GIVEN REQUEST - Update the items below by changing "curly" to "wavy" and leaving everything else as it is. Leave the pictures out of your answer.

DATASET CONTENT -
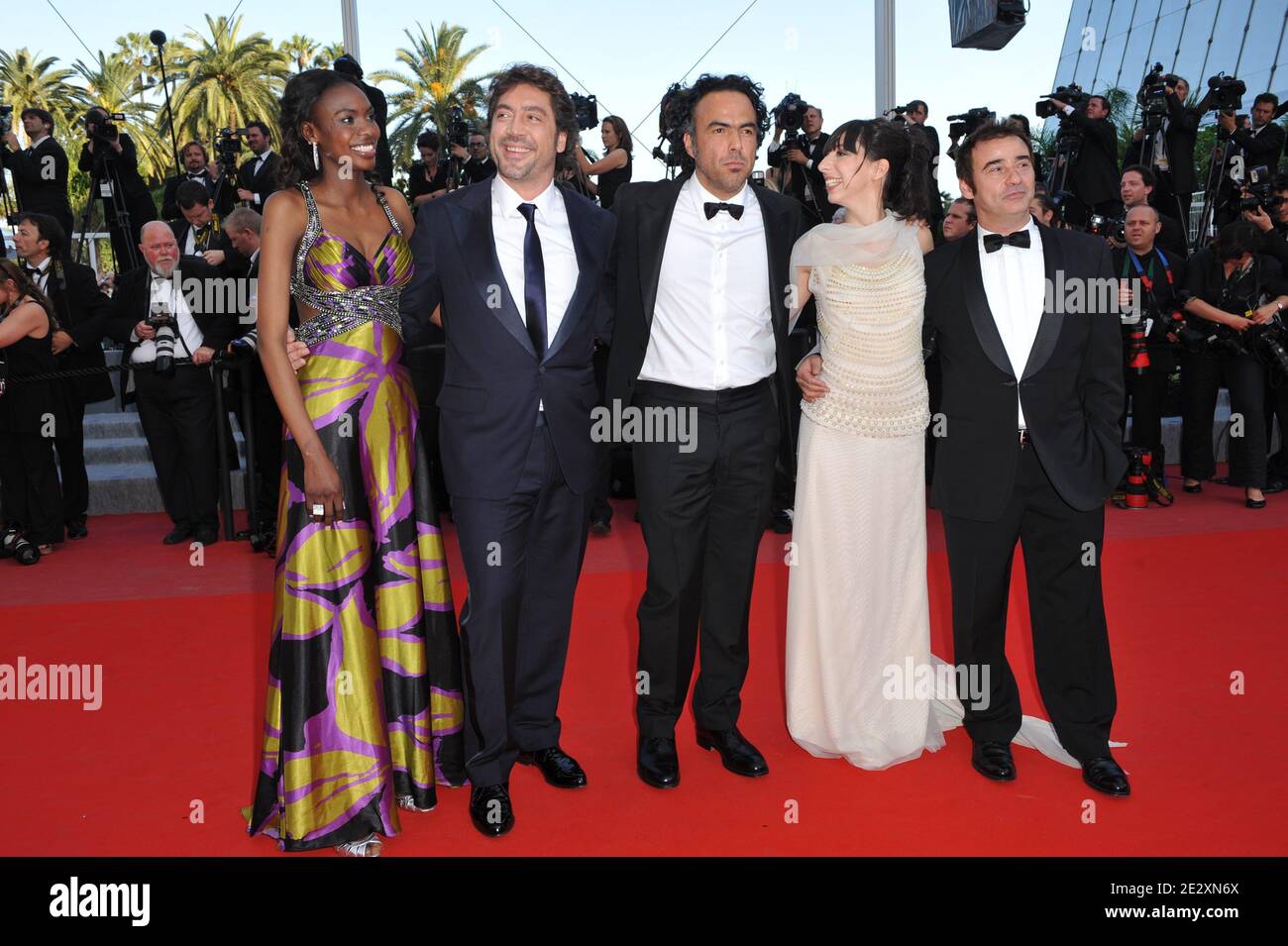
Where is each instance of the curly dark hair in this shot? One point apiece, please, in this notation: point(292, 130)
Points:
point(906, 192)
point(300, 98)
point(561, 102)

RESULT -
Where is each instance of the wavy dark hair in this shot? One point apiece, please, in this notation: point(292, 130)
Points:
point(906, 192)
point(300, 98)
point(561, 102)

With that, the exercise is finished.